# [Work to be completed]
What you return should match the data below exactly, with no pictures in it.

# [Stored items]

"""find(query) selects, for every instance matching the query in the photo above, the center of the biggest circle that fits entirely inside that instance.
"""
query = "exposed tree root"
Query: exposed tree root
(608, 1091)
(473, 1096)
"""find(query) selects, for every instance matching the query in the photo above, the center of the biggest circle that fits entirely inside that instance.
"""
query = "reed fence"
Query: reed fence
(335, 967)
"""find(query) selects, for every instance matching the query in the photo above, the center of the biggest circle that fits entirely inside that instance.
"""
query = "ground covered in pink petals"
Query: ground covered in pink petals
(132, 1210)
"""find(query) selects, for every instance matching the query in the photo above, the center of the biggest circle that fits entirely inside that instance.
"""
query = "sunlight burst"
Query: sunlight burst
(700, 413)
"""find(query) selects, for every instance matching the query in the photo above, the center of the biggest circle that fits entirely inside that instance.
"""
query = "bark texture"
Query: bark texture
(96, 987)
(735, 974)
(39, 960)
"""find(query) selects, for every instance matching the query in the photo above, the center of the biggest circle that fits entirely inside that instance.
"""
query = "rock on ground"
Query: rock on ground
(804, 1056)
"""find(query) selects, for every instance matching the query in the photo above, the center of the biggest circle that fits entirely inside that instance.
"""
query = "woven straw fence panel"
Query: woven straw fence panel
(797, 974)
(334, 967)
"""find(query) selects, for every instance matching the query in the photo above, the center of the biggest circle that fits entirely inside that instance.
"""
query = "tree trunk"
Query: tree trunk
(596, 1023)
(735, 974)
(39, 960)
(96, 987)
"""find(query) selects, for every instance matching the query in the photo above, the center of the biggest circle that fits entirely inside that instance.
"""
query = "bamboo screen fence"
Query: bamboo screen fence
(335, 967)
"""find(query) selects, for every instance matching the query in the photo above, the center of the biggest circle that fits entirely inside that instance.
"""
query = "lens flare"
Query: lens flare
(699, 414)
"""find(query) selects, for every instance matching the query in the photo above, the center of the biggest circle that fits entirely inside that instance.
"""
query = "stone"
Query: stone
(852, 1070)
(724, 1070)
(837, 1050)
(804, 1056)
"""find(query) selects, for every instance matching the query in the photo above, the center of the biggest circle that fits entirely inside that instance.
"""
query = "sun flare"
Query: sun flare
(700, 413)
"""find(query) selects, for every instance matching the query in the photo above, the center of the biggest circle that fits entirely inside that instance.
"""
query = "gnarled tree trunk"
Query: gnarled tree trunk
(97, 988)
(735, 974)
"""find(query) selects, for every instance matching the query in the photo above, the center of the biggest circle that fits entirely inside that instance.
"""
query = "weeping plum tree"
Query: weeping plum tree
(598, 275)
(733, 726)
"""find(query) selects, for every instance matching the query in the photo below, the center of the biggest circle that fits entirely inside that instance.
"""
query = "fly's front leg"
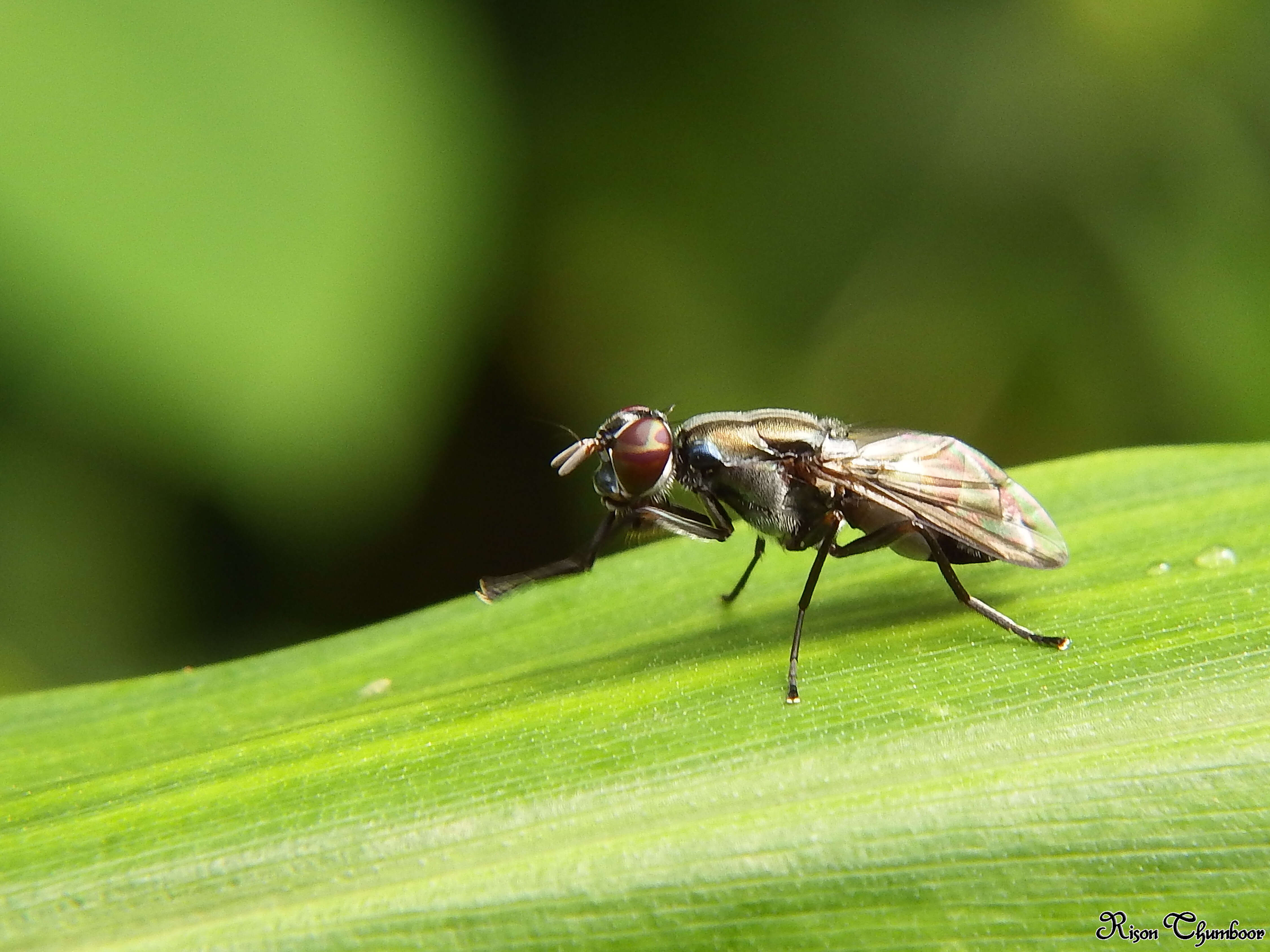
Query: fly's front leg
(984, 608)
(684, 521)
(500, 586)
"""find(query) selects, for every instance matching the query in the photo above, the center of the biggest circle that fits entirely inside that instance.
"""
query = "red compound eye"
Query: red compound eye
(642, 452)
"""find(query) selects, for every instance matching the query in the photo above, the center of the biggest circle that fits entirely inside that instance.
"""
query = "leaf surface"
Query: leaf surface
(606, 761)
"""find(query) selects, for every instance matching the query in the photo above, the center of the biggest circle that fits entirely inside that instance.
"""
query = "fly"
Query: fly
(801, 479)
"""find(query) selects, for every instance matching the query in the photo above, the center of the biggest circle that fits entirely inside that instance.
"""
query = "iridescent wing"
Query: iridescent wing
(957, 491)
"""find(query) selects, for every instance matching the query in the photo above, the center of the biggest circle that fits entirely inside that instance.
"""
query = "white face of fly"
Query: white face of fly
(639, 450)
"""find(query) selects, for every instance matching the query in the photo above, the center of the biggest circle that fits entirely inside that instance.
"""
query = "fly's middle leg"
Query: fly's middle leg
(760, 546)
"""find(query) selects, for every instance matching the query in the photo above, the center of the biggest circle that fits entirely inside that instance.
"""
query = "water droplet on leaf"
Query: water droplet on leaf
(1216, 558)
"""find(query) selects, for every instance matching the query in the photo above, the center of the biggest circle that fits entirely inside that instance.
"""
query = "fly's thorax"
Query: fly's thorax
(756, 435)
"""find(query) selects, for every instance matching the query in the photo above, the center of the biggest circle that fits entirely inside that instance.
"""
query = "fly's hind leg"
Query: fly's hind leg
(760, 546)
(984, 608)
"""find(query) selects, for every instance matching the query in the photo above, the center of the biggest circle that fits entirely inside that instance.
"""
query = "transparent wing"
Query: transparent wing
(958, 491)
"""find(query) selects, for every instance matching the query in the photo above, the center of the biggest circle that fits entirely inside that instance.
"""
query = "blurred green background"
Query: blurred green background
(293, 295)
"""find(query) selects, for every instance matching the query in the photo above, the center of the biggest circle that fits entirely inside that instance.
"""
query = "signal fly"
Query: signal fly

# [Task response]
"""find(query) selects, for every instance matching the query in the photo above, the center of the biggest circle that fits entirely inside that instance.
"""
query = "exposed tree root"
Query: exposed tree root
(608, 1091)
(473, 1096)
"""find(query) selects, for every instance matching the query in the photo above, the center of the biggest circle that fits entirely inside that instance.
"""
query = "reed fence"
Query: reed fence
(335, 967)
"""find(query) selects, for every instance matching the query in the photo above, the center of the biggest circle that fits entirely inside that instance.
"""
query = "ground covered in pink petals"
Query: ground covered in pink petals
(132, 1210)
"""find(query) selects, for every instance matching the query in the photo above, the center of the biggest circle that fits entirely inside that instance.
"""
query = "sunlight burst"
Query: sunlight burst
(700, 413)
"""find(query) selects, for every instance matching the query in the photo above, the center of the biggest circle that fits entirely inside that instance.
"""
query = "bark texture"
Query: bark texture
(96, 987)
(735, 974)
(39, 960)
"""find(query) selects, for every instance matching the query in the photo above, the center of the biggest circle that fits entirely inside that instance.
"""
query = "rock on ground"
Query: rock on ground
(804, 1056)
"""find(query) selects, for every instance matching the query in the photo above, the center of the biggest circle that fits entirely inside that instance.
"""
query = "woven straw fence panel"
Query: woven straw fence panel
(797, 974)
(334, 967)
"""find(query) selects, for every instance matching the query in the photo above, the center of the biggest circle that fits entirely inside that instance.
"""
query = "tree trunk"
Query: tree trunk
(596, 1023)
(735, 974)
(39, 960)
(96, 987)
"""find(query) selects, for every instance matching the query in the photo above, the center of the biggest circle that fits entirely inside that instance.
"""
query = "bamboo screen fence"
Query: bamboo screen fence
(335, 967)
"""find(query) selects, for every instance matching the query in the photo above, the center of the biggest circle that fits entirely inside that instance.
"""
query = "lens flare"
Query: lens flare
(699, 414)
"""find(query) selects, for every instance matching the query in the photo above, the center of the biggest circle that fits entirely inside that instance.
"""
query = "stone"
Query: stone
(852, 1070)
(724, 1070)
(837, 1050)
(804, 1056)
"""find(query) selects, for every instance matching the query in the photo above, the center of the biggest circle that fits entirely inside that instance.
"""
query = "sun flare"
Query: sun flare
(700, 413)
"""find(query) selects, for every instance matching the query in the photo above, the center of the biggest circle that fits entirely inside that instance.
"""
query = "gnarled tree trunk"
Query: gnarled tree trunk
(97, 988)
(735, 974)
"""find(query) selects, for every instance matching the query in the photo above, the center of the biggest circle that fits entirely inside that instance.
"""
query = "weeping plum tree"
Query: weeping plum tree
(598, 275)
(733, 726)
"""find(query) selects, for every instance matching the query in the photo below, the center of the biggest circle that fits entirely inside that instance.
"""
query = "fly's front leg"
Query: fly's front leg
(984, 608)
(684, 521)
(500, 586)
"""find(query) selects, for every instance matching the query in the photo above, the center of the biggest circle that fits entirely inside that instance.
"""
query = "red compound eye"
Query: red compound eye
(642, 452)
"""find(query) selects, for every instance matching the query in the photo above, the center of the biggest circle that fits entirely inside that instance.
"""
query = "leaf surface"
Query: leaf surface
(606, 761)
"""find(query) selects, for every instance matching the query in the photo above, the center of the biggest circle that fits entirely inside that instance.
"""
query = "fly"
Query: fly
(801, 479)
"""find(query) selects, for every instance matching the query in the photo above, the center of the biggest circle that fits entirely inside that instance.
"""
query = "iridescent wing"
Query: iridescent wing
(957, 491)
"""find(query) selects, for every instance matching the query in the photo above, the center of the biggest circle that fits entirely inside that instance.
"""
query = "white face of fly"
Query: white face of fly
(639, 450)
"""find(query) selects, for every instance matching the query in the photo above, the center of the biggest circle that fits entirely inside that instance.
"""
query = "fly's middle leg"
Query: fly's middle leg
(760, 546)
"""find(query) selects, for every instance matching the query in the photo above, the center of the biggest circle that fits entirely inside that instance.
"""
query = "water droplet on leaf"
Query: water droplet on leaf
(1216, 558)
"""find(query) selects, for every instance matching the query in the photo above, the center of the biggest circle that fits entirely inside that instance.
"""
query = "fly's thorax"
Query: fly's thorax
(756, 435)
"""find(query) selects, for every instance matching the query in the photo above, the center of the biggest circle that fits entirely inside that instance.
"""
query = "fly's hind leg"
Query: fly's hind leg
(760, 546)
(984, 608)
"""find(query) selects, for every instance matching the query in the photo above, the center of the biggest circle that fits entirely inside that instance.
"""
query = "transparent wing"
Query: transparent wing
(958, 491)
"""find(query) selects, for every instance matching the query in the photo above, the center of the biggest circle that fits entirely inside that instance.
"""
query = "blurred green background"
Query: blurred green background
(293, 295)
"""find(query) selects, for every instance matching the query in the photo above, the center of the biggest circle that fits entirely inside that instance.
"""
query = "signal fly"
Query: signal fly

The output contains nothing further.